PROBLEM DETAILS →
Word for word, please restate the lines from the beginning of the data through the line in which "negative clicks: (778, 306)" appears.

[Stored data]
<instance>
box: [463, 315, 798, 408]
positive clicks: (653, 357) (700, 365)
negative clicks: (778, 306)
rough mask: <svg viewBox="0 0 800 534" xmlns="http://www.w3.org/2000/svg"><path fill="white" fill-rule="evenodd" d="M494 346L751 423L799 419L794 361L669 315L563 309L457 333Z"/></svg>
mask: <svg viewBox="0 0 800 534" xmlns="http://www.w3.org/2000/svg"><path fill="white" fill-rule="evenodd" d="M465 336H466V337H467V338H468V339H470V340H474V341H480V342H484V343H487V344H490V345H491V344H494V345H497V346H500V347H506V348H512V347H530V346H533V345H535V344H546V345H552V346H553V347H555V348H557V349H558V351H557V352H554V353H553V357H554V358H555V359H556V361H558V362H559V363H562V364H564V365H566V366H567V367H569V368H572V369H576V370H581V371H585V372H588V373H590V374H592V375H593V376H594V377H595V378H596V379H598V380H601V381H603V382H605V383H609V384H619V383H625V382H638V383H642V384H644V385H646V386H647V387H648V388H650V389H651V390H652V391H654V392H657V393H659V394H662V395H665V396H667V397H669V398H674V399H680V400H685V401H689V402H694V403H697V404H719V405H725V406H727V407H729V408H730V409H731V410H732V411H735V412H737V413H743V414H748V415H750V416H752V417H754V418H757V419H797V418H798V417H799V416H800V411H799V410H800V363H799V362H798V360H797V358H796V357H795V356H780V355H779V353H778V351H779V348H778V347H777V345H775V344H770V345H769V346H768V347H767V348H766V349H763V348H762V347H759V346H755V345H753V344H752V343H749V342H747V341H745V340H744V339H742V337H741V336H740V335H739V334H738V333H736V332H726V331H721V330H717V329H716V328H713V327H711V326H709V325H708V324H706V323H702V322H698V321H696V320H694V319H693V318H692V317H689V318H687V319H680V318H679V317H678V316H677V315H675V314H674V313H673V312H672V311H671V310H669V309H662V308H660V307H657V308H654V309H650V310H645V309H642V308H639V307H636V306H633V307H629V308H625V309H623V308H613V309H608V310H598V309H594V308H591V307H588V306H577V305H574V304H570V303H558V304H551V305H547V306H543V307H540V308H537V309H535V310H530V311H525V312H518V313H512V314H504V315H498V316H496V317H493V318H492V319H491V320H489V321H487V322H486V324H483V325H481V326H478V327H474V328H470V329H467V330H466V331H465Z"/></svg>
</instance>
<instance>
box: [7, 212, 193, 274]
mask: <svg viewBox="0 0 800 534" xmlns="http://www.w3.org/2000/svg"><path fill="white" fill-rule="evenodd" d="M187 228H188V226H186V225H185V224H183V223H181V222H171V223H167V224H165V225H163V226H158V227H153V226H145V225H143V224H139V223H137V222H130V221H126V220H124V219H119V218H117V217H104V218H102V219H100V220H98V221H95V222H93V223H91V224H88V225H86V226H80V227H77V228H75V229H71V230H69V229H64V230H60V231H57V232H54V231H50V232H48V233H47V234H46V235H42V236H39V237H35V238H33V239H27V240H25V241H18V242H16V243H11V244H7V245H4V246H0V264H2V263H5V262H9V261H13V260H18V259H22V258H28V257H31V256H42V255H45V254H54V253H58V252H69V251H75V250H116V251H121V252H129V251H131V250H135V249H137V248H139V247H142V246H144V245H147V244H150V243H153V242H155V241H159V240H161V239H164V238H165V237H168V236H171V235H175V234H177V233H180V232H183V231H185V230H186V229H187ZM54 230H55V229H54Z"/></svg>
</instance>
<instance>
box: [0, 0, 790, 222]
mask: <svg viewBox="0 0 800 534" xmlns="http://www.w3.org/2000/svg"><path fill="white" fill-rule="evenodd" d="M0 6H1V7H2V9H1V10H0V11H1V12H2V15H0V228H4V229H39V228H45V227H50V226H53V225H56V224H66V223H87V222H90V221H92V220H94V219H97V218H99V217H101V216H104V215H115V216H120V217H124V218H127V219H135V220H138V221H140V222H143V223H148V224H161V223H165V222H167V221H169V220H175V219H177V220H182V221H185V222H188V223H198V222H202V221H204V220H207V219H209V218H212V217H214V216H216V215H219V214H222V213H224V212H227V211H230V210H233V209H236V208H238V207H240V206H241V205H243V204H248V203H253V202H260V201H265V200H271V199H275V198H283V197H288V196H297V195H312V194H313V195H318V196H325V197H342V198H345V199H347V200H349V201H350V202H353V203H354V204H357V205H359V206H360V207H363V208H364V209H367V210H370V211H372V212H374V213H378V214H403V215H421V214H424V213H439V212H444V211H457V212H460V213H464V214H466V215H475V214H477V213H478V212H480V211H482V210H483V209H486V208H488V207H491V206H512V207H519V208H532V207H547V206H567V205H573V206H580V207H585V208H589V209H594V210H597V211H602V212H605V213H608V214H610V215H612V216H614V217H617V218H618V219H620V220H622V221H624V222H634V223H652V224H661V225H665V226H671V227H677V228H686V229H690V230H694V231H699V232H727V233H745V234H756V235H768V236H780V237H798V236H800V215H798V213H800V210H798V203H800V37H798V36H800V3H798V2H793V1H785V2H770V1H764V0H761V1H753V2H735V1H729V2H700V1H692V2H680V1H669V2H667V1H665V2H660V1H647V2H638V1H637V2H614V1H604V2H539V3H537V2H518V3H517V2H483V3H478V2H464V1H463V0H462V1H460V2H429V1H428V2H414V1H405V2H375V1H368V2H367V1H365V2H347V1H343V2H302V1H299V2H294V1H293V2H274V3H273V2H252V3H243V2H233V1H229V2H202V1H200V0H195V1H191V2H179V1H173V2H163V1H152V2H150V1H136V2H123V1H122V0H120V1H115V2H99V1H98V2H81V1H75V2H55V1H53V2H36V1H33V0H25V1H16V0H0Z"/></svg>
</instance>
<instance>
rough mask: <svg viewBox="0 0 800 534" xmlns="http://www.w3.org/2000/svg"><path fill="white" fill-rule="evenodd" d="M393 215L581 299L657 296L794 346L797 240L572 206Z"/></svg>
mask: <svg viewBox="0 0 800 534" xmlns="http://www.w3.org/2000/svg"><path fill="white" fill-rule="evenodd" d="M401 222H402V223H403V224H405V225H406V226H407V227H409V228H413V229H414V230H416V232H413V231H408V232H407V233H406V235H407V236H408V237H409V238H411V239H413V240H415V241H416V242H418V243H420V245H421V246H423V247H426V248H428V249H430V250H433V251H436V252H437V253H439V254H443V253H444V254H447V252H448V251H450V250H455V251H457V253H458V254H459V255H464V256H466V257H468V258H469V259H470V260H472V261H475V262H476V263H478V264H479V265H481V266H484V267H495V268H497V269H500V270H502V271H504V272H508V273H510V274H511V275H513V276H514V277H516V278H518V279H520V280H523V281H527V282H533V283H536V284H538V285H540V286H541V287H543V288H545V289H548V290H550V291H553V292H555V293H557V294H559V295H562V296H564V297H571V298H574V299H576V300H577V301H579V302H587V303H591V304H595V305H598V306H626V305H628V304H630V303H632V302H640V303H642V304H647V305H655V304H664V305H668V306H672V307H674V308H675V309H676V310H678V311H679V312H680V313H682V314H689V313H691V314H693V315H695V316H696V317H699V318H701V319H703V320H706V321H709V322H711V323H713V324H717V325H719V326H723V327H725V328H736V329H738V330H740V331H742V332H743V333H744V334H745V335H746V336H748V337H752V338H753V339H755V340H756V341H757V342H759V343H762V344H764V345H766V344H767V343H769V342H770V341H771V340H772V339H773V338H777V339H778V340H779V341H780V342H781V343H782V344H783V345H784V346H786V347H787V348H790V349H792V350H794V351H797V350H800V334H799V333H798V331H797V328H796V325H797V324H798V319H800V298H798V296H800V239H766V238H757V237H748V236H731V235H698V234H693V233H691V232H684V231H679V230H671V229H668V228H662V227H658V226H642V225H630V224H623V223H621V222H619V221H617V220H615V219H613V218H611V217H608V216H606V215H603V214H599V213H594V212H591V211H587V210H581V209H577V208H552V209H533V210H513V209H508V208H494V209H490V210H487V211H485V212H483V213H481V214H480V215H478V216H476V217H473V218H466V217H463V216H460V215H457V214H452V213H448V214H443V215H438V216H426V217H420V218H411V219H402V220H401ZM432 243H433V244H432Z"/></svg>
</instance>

SOLVED EXERCISE →
<instance>
box: [463, 315, 798, 408]
positive clicks: (653, 357) (700, 365)
negative clicks: (778, 306)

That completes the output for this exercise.